Problem: Reproduce all records verbatim.

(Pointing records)
--------------------------------------------------

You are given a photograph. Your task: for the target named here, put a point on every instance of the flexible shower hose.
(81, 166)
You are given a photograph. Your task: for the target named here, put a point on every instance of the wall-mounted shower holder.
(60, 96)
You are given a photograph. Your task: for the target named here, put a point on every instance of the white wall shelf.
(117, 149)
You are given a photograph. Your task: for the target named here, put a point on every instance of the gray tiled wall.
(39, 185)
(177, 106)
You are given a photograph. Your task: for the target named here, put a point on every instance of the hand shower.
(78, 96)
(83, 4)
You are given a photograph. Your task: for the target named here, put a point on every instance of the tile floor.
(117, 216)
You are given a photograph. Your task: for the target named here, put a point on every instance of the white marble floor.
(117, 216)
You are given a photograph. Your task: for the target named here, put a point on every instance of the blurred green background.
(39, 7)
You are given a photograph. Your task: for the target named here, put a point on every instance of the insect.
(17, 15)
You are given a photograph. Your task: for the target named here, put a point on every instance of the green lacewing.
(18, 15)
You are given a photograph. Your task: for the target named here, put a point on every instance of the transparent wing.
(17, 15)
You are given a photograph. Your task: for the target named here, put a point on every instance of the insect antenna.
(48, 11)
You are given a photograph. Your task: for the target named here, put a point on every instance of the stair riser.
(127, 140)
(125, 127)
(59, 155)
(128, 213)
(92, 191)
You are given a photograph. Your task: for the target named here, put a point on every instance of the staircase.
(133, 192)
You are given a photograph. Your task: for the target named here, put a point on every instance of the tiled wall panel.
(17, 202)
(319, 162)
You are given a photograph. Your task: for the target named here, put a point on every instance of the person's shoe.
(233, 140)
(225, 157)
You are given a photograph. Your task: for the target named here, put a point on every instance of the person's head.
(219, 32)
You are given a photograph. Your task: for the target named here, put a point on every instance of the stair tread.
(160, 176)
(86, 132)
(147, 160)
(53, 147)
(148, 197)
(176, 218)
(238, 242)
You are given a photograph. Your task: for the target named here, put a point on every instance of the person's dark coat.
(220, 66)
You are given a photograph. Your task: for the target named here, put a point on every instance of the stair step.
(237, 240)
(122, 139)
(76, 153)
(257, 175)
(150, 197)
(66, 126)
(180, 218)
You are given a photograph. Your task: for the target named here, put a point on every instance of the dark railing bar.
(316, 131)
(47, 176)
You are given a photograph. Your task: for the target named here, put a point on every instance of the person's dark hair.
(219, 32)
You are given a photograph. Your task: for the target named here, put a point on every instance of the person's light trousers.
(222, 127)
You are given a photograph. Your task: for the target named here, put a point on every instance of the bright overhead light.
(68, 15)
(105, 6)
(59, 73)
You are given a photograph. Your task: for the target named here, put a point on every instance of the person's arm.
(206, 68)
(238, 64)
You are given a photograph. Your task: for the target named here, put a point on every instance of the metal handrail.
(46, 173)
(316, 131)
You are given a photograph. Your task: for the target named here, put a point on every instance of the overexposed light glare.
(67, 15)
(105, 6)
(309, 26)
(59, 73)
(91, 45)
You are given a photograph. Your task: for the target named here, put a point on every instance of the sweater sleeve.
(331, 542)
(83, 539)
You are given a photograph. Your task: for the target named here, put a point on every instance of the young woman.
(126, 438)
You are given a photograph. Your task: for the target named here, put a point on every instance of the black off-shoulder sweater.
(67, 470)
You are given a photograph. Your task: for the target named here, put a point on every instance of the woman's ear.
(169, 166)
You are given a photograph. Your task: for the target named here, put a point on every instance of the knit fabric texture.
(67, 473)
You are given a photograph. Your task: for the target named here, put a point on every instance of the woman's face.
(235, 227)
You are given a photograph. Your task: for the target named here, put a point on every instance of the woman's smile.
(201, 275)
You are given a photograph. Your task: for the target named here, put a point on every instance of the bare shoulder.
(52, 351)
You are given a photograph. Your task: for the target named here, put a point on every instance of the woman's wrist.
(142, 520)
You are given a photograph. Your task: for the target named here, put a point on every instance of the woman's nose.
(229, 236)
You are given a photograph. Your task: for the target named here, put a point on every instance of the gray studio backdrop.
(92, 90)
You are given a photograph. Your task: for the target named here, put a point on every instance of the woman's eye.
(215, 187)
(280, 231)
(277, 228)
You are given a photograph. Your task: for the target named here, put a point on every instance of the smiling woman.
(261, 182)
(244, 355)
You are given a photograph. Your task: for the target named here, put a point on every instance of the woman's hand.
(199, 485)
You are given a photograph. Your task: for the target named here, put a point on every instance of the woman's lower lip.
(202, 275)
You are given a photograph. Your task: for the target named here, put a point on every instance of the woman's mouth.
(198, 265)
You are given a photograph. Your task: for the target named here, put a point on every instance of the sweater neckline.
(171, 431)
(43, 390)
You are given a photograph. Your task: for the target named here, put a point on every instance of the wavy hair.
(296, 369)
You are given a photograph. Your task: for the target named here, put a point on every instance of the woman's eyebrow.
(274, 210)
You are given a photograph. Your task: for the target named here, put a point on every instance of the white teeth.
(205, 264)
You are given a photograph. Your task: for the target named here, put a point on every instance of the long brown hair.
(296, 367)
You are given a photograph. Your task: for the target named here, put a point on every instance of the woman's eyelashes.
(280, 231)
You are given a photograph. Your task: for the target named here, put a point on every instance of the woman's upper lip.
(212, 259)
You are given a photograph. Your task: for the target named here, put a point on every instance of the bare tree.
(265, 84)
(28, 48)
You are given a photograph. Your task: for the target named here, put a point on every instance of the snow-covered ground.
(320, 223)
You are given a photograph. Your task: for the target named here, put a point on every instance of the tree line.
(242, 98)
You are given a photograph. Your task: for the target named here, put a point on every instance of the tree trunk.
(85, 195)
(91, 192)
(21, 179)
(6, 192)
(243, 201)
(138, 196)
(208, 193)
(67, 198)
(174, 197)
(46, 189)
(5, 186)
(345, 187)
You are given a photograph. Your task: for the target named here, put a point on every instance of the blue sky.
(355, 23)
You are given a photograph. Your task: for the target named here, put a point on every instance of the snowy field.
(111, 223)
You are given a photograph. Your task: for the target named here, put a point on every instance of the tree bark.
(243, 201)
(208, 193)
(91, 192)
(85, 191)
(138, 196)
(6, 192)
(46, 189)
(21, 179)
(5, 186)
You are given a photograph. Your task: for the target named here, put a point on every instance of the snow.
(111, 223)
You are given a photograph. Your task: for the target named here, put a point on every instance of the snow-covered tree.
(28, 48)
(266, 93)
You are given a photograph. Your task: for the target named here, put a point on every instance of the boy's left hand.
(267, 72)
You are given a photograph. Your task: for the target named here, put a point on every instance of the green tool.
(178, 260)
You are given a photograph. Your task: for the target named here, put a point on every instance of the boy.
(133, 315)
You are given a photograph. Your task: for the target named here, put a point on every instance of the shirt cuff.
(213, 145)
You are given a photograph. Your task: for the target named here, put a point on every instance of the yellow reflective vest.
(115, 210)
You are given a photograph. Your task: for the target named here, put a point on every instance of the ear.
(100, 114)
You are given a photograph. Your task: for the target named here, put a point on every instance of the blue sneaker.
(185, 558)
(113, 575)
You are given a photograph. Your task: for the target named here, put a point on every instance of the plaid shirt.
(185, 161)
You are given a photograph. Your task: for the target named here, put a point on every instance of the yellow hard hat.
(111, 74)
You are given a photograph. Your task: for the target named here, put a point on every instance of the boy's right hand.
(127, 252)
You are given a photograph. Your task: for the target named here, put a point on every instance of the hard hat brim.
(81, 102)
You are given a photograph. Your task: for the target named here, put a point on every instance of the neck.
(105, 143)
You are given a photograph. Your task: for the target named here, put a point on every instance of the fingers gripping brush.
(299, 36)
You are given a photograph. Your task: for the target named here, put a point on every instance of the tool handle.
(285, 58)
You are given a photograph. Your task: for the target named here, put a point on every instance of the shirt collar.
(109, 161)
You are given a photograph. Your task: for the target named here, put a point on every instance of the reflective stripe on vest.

--------------------------------------------------

Solution to the exercise:
You are given a photograph. Your task: for the target named here, put a point on every instance of the flexible shower hose.
(81, 166)
You are given a photograph. Your task: for the target named here, put a point on every instance of the wall-mounted shower holder.
(60, 96)
You are given a photograph. Your task: for the target named here, put a point on every instance of the white wall shelf.
(117, 149)
You are given a photograph. Your task: for the target named here, put a point on every instance of the gray tiled wall.
(39, 185)
(177, 106)
You are given a photograph. Your task: for the target named here, put a point on every instance of the hand shower.
(78, 96)
(83, 4)
You are given a photograph. Your task: for the target named here, put a point on every instance of the tile floor.
(117, 216)
You are given a photograph. Your task: for the target named here, put a point on every instance of the white marble floor.
(117, 216)
You are given a photograph. Your task: for the target named here, put a point on every instance of the blurred green background.
(39, 7)
You are given a photograph. Your task: for the target named here, put a point on every instance of the insect.
(17, 15)
You are given a photograph. Your task: for the target named here, put a point on every instance of the green lacewing.
(18, 15)
You are given a photograph. Your task: for the target named here, put a point on every instance of the transparent wing.
(17, 15)
You are given a photograph. Your task: for the target named here, put a point on every instance of the insect antenna.
(48, 11)
You are given a photograph. Your task: for the target named here, put a point on every instance of the stair riser.
(127, 140)
(125, 127)
(59, 155)
(128, 213)
(92, 191)
You are given a photograph. Your task: for the target named here, put a point on every instance of the staircase.
(133, 192)
You are given a photograph. Your task: for the target named here, put a point on every instance of the tiled wall panel.
(17, 202)
(319, 162)
You are given a photograph. Your task: for the target named here, put a point on every instance of the person's shoe.
(233, 140)
(225, 157)
You are given a photograph. Your task: for the target named here, put a point on every instance of the person's head.
(219, 32)
You are given a photograph. Your task: for the target named here, put a point on every instance of the stair tread.
(160, 176)
(86, 132)
(147, 160)
(53, 147)
(148, 197)
(176, 218)
(238, 242)
You are given a photograph. Your task: for the target named here, put a point on every instance of the person's dark coat.
(220, 66)
You are given a photograph. Your task: for the target named here, put a point on every instance of the stair step.
(237, 240)
(122, 139)
(76, 153)
(257, 175)
(150, 197)
(66, 126)
(180, 218)
You are given a photograph. Your task: for the target named here, put a point on every instance of the dark railing bar.
(316, 131)
(47, 176)
You are given a photograph. Your task: for the target named here, put a point on every instance of the person's dark hair.
(219, 32)
You are given a photograph. Your task: for the target named here, put a point on every instance of the person's light trousers.
(222, 127)
You are given a photograph. Your task: for the target named here, put a point on every instance of the bright overhead light.
(68, 15)
(105, 6)
(59, 73)
You are given a photograph. Your task: for the target named here, put a point on every instance of the person's arm.
(206, 68)
(238, 64)
You are given a photograph. Your task: for the target named here, put a point on every instance of the metal handrail.
(46, 173)
(316, 131)
You are given a photograph. Your task: for the target named here, put a point on every instance of the overexposed light glare.
(67, 15)
(105, 6)
(309, 26)
(59, 73)
(91, 45)
You are given a photograph. Your task: for the target named here, put a point on every instance of the sweater sleeve.
(331, 542)
(83, 539)
You are given a photograph. Your task: for the target named here, put a point on every instance of the young woman.
(126, 438)
You are given a photograph. Your task: for the target named here, put a point on every instance of the black off-shoulder sweater.
(67, 470)
You are given a photograph. Your task: for the target named here, put a point on every instance of the woman's ear.
(169, 166)
You are given a photograph. Your task: for the target named here, put a point on every instance of the knit fabric texture.
(67, 473)
You are given a photograph. Your task: for the target named here, put a point on every instance of the woman's face.
(235, 227)
You are given a photograph. Your task: for the target named here, put a point on every instance of the woman's smile.
(201, 275)
You are given a photograph. Your task: for the target named here, put a point on every instance of the bare shoulder.
(52, 351)
You are given a photograph. Your task: for the target named here, put a point on every instance of the woman's wrist.
(142, 520)
You are given a photograph. Your task: for the target named here, put a point on every instance of the woman's nose.
(229, 236)
You are given a photograph. Your task: for the target named here, put a point on every instance of the gray studio backdrop.
(92, 90)
You are given a photograph. Your task: for the target named here, put a point on every instance of the woman's eye.
(215, 187)
(280, 231)
(277, 228)
You are given a photograph. Your task: for the target named here, put a point on every instance of the smiling woman.
(261, 182)
(244, 355)
You are given a photograph. Your task: for the target named here, put a point on every instance of the woman's hand.
(199, 485)
You are given a photograph. Your task: for the target named here, put a point on every instance of the woman's lower lip.
(202, 275)
You are given a photograph. Your task: for the target named here, put a point on every instance of the woman's mouth.
(198, 265)
You are given a photograph. Your task: for the target named here, put a point on every instance of the sweater neckline.
(171, 431)
(43, 390)
You are given a photograph. Your task: for the target named here, put a point on every instance of the wavy hair.
(296, 369)
You are given a photograph. Your task: for the target named here, put a point on every instance of the woman's eyebrow.
(274, 210)
You are given a photograph. Your task: for the target named here, put a point on every instance of the white teeth.
(205, 264)
You are given a photograph. Your task: for the target named here, put a point on every instance of the long brown hair.
(296, 367)
You are given a photograph. Your task: for the target named here, put a point on every instance of the woman's eyelashes.
(280, 231)
You are given a photograph. Your task: for the target named here, put a point on every instance of the woman's upper lip.
(212, 259)
You are given a photograph. Your task: for the target named here, put a point on every instance of the bare tree.
(265, 84)
(28, 48)
You are given a photograph. Your task: for the target named here, put a point on every instance of the snow-covered ground.
(320, 223)
You are given a photograph. Your task: for the target named here, put a point on every instance of the tree line.
(242, 98)
You are given a photograph. Your task: for the target named here, put a point on every instance of the tree trunk.
(85, 195)
(91, 192)
(21, 179)
(6, 192)
(243, 201)
(138, 196)
(208, 193)
(67, 198)
(174, 197)
(46, 189)
(5, 186)
(345, 187)
You are given a photograph. Your task: for the target named here, put a point on every instance of the blue sky.
(355, 23)
You are given a photograph. Your task: for the target named here, put a point on every instance of the snowy field.
(111, 223)
You are given a photograph. Your task: for the target named here, put a point on every instance of the tree bark.
(243, 201)
(208, 193)
(91, 192)
(85, 191)
(138, 196)
(6, 192)
(46, 189)
(21, 179)
(5, 186)
You are given a photograph. Your task: for the target named here, put a point on every instance of the snow.
(111, 223)
You are given a photograph. Your task: for the target named here, put a point on every instance of the snow-covered tree.
(28, 48)
(266, 93)
You are given a photograph. Your task: for the target named here, put a point on every instance of the boy's left hand.
(267, 72)
You are given a photograph. Your task: for the target named here, put a point on every instance of the green tool.
(178, 260)
You are given a photograph. Your task: for the target named here, put a point on every instance of the boy.
(133, 315)
You are given a photograph. Your task: for the target named here, put a point on every instance of the shirt cuff.
(213, 145)
You are given a photograph. Your task: for the target named here, put a point on every instance of the yellow reflective vest.
(115, 210)
You are given a photograph. Your task: for the target named here, put a point on every instance of the ear.
(100, 114)
You are given a photograph. Your task: for the target named here, put a point on every instance of the blue sneaker.
(185, 558)
(113, 575)
You are given a photograph. Your task: for the target named here, put a point on every instance of the plaid shirt.
(185, 161)
You are given a photograph. Your task: for the target named here, put a point on every instance of the yellow hard hat.
(111, 74)
You are given a photograph. Your task: for the target named here, put a point on every instance of the boy's right hand.
(127, 252)
You are given a photograph. Your task: for the target named here, put a point on every instance of the hard hat brim.
(81, 102)
You are given a photograph. Your task: for the target named here, put a point on every instance of the neck.
(105, 143)
You are given a photograph. Your task: for the target named here, put a point on every instance of the fingers gripping brush.
(299, 36)
You are given a photograph. Your task: for the target named here, put a point on every instance of the tool handle.
(285, 58)
You are given a photograph. Your task: for the target named here, put a point on every instance of the shirt collar.
(109, 161)
You are given a photograph. Your task: for the target named here, put a point on every instance of the reflective stripe on vest.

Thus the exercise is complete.